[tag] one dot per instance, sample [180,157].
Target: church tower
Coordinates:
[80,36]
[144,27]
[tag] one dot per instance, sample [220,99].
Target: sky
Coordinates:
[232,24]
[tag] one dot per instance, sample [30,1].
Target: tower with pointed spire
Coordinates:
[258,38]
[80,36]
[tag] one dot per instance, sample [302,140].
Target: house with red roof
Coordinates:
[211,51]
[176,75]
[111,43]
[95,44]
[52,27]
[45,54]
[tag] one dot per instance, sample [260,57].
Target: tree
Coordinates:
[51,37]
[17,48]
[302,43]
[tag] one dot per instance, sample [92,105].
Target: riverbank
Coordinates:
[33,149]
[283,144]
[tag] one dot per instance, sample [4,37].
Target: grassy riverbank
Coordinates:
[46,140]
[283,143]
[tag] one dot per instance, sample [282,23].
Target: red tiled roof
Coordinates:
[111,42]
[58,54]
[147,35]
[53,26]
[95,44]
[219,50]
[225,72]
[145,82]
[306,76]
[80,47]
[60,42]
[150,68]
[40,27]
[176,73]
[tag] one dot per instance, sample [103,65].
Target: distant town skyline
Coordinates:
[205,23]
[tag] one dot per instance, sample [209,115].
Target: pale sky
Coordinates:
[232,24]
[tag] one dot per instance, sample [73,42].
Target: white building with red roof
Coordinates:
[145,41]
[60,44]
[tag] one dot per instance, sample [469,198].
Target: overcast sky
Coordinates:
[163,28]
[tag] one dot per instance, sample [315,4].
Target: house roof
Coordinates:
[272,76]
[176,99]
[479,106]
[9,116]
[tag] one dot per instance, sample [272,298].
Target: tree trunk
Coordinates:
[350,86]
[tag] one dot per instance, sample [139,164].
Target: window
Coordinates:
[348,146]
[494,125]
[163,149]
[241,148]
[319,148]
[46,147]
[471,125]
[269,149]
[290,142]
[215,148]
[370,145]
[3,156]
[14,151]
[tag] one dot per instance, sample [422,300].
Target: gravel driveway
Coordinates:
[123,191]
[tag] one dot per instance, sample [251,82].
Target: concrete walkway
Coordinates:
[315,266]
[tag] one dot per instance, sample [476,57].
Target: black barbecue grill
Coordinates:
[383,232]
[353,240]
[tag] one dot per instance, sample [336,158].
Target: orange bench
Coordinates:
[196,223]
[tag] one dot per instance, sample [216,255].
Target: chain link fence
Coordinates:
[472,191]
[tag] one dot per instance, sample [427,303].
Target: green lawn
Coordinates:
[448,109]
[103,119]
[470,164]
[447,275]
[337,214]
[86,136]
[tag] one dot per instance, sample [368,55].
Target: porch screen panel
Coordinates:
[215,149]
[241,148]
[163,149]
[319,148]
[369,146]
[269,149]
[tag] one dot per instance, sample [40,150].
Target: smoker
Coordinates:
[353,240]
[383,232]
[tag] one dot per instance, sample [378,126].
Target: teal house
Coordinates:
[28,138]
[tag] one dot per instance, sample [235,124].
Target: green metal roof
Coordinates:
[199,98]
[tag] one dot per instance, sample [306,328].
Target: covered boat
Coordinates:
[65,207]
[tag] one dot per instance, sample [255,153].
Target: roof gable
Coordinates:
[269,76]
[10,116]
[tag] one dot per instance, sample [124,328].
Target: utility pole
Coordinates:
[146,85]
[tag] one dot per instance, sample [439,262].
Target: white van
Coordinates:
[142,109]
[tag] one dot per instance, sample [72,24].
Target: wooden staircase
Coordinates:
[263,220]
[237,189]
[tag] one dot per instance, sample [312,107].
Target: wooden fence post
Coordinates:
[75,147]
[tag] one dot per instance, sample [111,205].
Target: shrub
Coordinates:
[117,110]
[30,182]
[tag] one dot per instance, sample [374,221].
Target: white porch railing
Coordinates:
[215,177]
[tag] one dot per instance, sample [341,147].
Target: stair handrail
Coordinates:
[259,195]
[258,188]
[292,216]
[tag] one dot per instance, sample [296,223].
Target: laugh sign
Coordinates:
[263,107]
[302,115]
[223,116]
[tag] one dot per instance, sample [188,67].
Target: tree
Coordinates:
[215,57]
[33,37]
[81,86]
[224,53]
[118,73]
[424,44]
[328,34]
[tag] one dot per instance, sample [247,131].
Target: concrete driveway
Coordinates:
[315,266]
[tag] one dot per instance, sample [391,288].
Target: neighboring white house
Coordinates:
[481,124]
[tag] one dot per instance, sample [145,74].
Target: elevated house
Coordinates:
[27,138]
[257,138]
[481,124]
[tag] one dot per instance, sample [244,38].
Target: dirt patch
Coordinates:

------------------------

» The task
Rewrite all of the records above with every instance of "one dot per instance" changed to "one point per instance". Keep everything else the same.

» Expected answer
[tag] one point per instance, sample [180,157].
Target: church tower
Coordinates:
[80,36]
[144,27]
[tag] one point per instance, sample [220,99].
Target: sky
Coordinates:
[232,24]
[tag] one point per instance, sample [30,1].
Target: tower with pointed spire
Coordinates:
[258,38]
[80,36]
[tag] one point per instance, sample [302,140].
Target: house with red roof
Coordinates:
[211,51]
[176,75]
[111,43]
[95,44]
[52,27]
[45,54]
[tag] one point per instance, sample [260,57].
Target: tree
Coordinates:
[51,37]
[17,48]
[302,43]
[tag] one point per instance, sample [92,105].
Target: riverbank
Coordinates:
[33,149]
[283,144]
[tag] one point per instance, sample [4,37].
Target: grassy riverbank
Coordinates:
[46,140]
[283,143]
[tag] one point per instance, sample [282,23].
Target: red tiled roof
Coordinates:
[111,42]
[58,54]
[147,35]
[53,26]
[95,44]
[219,50]
[225,72]
[145,82]
[306,76]
[80,47]
[60,42]
[150,68]
[40,27]
[176,73]
[tag] one point per instance, sample [103,65].
Target: distant town skyline
Coordinates:
[205,23]
[tag] one point per instance, sample [209,115].
Target: pale sky
Coordinates:
[232,24]
[tag] one point per instance, sample [73,42].
Target: white building with red roof
Coordinates:
[145,41]
[60,44]
[tag] one point per instance, sample [469,198].
Target: overcast sky
Coordinates:
[163,28]
[tag] one point per instance, sample [315,4].
Target: house roof
Coordinates:
[272,76]
[176,99]
[479,106]
[9,116]
[tag] one point per instance, sample [272,298].
Target: tree trunk
Coordinates:
[350,86]
[tag] one point per instance, sample [139,164].
Target: window
Coordinates:
[348,146]
[494,125]
[163,149]
[241,148]
[319,148]
[46,147]
[471,125]
[269,149]
[290,142]
[215,148]
[370,145]
[3,156]
[14,151]
[tag] one point per instance, sample [422,300].
Target: gravel driveway
Coordinates:
[123,191]
[tag] one point per instance, sample [251,82].
Target: concrete walkway
Coordinates:
[315,266]
[tag] one point per instance, sample [476,57].
Target: black barbecue grill
Coordinates:
[383,232]
[353,240]
[tag] one point per instance, sample [336,158].
Target: orange bench
Coordinates:
[196,223]
[tag] one point per instance, sample [216,255].
Target: chain link fence
Coordinates:
[472,191]
[tag] one point per instance, sample [427,303].
Target: green lawn
Coordinates:
[448,109]
[103,119]
[470,164]
[447,275]
[337,214]
[86,136]
[tag] one point per instance, sample [368,55].
Target: porch screen panel
Coordinates:
[215,149]
[241,148]
[163,149]
[319,148]
[369,146]
[269,149]
[tag] one point per instance, sample [40,150].
Target: smoker
Coordinates:
[353,240]
[383,232]
[tag] one point per instance, sample [378,126].
Target: teal house
Coordinates:
[28,138]
[tag] one point per instance, sample [235,124].
Target: green metal roof
Coordinates:
[199,98]
[tag] one point per instance, sample [306,328].
Target: covered boat
Coordinates:
[65,207]
[tag] one point per instance, sample [255,153].
Target: roof gable
Coordinates:
[269,76]
[10,116]
[tag] one point per instance, sample [124,328].
Target: utility pole
Coordinates:
[146,85]
[tag] one point per instance, sample [439,262].
Target: white van
Coordinates:
[142,109]
[tag] one point per instance, sample [72,24].
Target: wooden staircase
Coordinates:
[263,220]
[237,189]
[tag] one point per instance, sample [312,107].
Target: wooden fence post
Coordinates:
[75,147]
[tag] one point per instance, sample [111,205].
Target: shrub
Coordinates:
[117,110]
[30,182]
[tag] one point per instance, sample [374,221].
Target: white porch railing
Coordinates:
[215,177]
[tag] one point per instance, sample [341,147].
Target: stair handrail
Coordinates:
[259,195]
[258,188]
[292,216]
[tag] one point per instance, sample [296,223].
Target: laugh sign
Coordinates:
[263,107]
[302,115]
[223,116]
[tag] one point per instance, sample [188,67].
Target: tree
Coordinates:
[215,57]
[33,37]
[81,86]
[224,53]
[118,73]
[424,44]
[328,34]
[tag] one point per instance, sample [247,131].
Target: concrete driveway
Coordinates:
[315,266]
[tag] one point per instance, sample [391,288].
Target: neighboring white house
Coordinates:
[481,124]
[tag] one point per instance, sample [145,74].
Target: elevated house
Coordinates:
[27,138]
[257,138]
[481,124]
[tag] one point per instance, sample [244,38].
Target: dirt patch
Coordinates:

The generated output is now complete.